Give the records back in full, exactly as they read.

### Given data
******************************
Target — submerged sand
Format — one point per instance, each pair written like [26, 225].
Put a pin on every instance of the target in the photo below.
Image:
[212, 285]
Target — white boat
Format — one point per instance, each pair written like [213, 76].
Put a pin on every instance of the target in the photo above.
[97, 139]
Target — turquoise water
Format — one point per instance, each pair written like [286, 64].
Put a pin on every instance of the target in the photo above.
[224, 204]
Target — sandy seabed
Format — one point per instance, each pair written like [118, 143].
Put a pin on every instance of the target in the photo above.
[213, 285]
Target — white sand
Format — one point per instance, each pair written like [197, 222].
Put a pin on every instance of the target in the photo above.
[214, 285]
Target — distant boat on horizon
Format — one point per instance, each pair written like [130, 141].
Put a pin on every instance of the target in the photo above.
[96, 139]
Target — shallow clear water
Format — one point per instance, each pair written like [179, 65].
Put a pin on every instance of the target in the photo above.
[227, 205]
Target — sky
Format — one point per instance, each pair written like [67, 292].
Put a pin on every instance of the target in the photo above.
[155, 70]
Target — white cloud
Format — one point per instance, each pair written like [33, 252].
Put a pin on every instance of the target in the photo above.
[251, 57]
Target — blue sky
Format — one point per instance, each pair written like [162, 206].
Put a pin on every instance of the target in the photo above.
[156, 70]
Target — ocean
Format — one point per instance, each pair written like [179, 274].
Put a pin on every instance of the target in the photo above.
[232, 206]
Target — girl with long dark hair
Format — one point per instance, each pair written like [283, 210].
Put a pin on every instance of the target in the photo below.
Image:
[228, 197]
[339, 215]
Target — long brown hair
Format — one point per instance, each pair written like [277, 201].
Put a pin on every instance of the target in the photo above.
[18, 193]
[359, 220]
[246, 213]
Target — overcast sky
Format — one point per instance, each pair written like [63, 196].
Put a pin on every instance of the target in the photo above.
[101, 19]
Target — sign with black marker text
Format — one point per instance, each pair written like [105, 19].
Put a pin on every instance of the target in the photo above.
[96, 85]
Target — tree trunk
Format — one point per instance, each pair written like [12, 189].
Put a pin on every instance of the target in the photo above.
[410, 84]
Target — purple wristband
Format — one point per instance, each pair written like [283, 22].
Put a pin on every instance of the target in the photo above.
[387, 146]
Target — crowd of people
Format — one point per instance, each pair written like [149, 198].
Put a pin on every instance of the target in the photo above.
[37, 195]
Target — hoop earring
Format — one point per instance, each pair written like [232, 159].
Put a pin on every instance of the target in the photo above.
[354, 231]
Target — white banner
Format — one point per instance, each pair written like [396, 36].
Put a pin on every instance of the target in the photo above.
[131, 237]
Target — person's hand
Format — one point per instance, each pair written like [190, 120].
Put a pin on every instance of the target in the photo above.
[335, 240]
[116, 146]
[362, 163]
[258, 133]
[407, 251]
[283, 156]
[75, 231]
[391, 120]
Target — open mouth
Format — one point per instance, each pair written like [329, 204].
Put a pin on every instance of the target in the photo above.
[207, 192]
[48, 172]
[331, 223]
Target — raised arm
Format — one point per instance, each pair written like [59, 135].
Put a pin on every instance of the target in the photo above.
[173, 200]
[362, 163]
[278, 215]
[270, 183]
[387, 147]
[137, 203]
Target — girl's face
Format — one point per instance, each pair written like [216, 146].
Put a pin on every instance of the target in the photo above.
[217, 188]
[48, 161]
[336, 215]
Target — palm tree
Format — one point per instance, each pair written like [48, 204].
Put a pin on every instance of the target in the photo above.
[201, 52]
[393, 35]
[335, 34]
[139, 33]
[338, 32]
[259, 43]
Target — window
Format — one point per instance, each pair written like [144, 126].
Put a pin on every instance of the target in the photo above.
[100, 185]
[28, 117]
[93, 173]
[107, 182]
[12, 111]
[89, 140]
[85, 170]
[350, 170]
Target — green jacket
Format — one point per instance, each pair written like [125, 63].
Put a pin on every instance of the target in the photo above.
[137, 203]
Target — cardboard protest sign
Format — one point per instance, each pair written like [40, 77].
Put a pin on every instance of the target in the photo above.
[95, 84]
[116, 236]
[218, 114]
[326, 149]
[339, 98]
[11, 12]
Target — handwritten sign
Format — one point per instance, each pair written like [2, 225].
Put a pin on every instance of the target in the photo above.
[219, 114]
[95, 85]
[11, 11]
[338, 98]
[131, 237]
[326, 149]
******************************
### Final result
Target — submerged sand
Format — one point per instance, each pair written like [26, 225].
Put a pin on every instance of the target in the photo below.
Image:
[212, 285]
Target — white boat
Format — one point per instance, each pair written like [213, 76].
Put a pin on every instance of the target in the photo above.
[97, 139]
Target — turquoise water
Format — one point per instance, each pair written like [286, 64].
Put a pin on every instance of the target in the photo above.
[224, 204]
Target — sandy seabed
Format — one point per instance, each pair written like [118, 143].
Put a pin on every instance of the target in the photo above.
[213, 285]
Target — white sand
Format — one point per instance, each pair written like [197, 222].
Put a pin on every instance of the target in the photo above.
[214, 285]
Target — distant boat on horizon
Format — one point per instance, each pair written like [130, 141].
Put a pin on every instance of the target in the photo above.
[96, 139]
Target — shallow clear water
Format — one point per instance, each pair written like [179, 65].
Put a pin on every instance of the target in the photo above.
[227, 205]
Target — sky
Format — one point per instance, each pair written like [67, 292].
Put a pin on every instance of the target in the photo above.
[155, 70]
Target — white cloud
Format — one point per instance, each pair written like [33, 252].
Put a pin on every instance of the target in the photo above.
[251, 57]
Target — blue sky
Format — one point per instance, each pair written like [162, 206].
Put a pin on every instance of the target in the photo above.
[156, 70]
Target — ocean
Format — one point per instance, each pair written like [179, 274].
Put a pin on every instance of the target in the photo above.
[232, 206]
Target — girl with long dark hair
Format — one point per instance, each pair written like [283, 210].
Put a pin on every instance of the target in the photo below.
Image:
[228, 197]
[339, 215]
Target — long brown hair
Format — one point per instance, each pair written like [277, 201].
Put a pin on every instance of the target in the photo above.
[18, 193]
[359, 220]
[246, 213]
Target — overcast sky
Format — one point per instance, each pair written like [63, 196].
Put a pin on every instance of the target in the photo above.
[101, 19]
Target — sign with black marker text
Format — one point per instance, each pair written like [105, 19].
Put a pin on every instance of the target in the photo above.
[96, 85]
Target — tree trunk
Format — one point per instance, each pair written like [12, 189].
Put a pin on every instance of the target in the photo above.
[410, 84]
Target — purple wristband
Format — one point per instance, each pair written like [283, 22].
Put a pin on every instance of the target in the photo above.
[387, 146]
Target — crowd of people
Format — one point per instance, each pair written like [149, 198].
Put a pin on every instance of the target in the photo above.
[37, 195]
Target — hoop earring
Format — one point per instance, each pair written like [232, 159].
Put a pin on every instance of the target in the photo above.
[354, 231]
Target — white banner
Format — one point per instance, each pair written like [396, 36].
Put a pin on every instance of the target in the photo above.
[131, 237]
Target — person's hand
Format — one point per instance, each pair written like [190, 120].
Put a pin on every instance of the target in the photo above.
[335, 240]
[116, 146]
[362, 163]
[258, 133]
[407, 251]
[283, 156]
[75, 231]
[391, 120]
Target — open mouth
Format — one point per instance, each pair written like [329, 204].
Put a pin on every instance of the target in the photo above.
[207, 192]
[48, 172]
[331, 223]
Target — raised arm
Format — one point per instance, each pair written like [59, 135].
Put a pin on every instance of the target in the photo above.
[173, 200]
[362, 163]
[278, 215]
[270, 183]
[387, 147]
[137, 203]
Target — girl's face
Format — one point per instance, each pair written like [216, 146].
Put a pin on every instance of the target in the photo above.
[217, 188]
[48, 161]
[336, 215]
Target — palm tree
Format — one point per instance, each pair written like [48, 204].
Put a pin on every instance of the target in the photo above.
[201, 52]
[393, 35]
[335, 34]
[139, 33]
[338, 32]
[259, 43]
Target — window
Format — one point per instance, each pair written like [144, 126].
Put a pin on every instance of the target in the photo above.
[100, 185]
[28, 117]
[93, 173]
[107, 182]
[12, 111]
[89, 140]
[85, 170]
[350, 170]
Target — green jacket
Format — one point per instance, each pair written like [125, 63].
Put a pin on every instance of the target in the photo above.
[137, 203]
Target — cardboard protest sign
Format — one point per instance, each pair written like [40, 77].
Put a pin on every instance of the target in the photo above.
[95, 84]
[116, 236]
[218, 114]
[326, 149]
[339, 98]
[11, 12]
Target — handwritten sign
Format — one point per instance, each pair written like [2, 225].
Put a pin on every instance of the target in the photo above.
[219, 114]
[95, 85]
[11, 11]
[338, 98]
[131, 237]
[326, 149]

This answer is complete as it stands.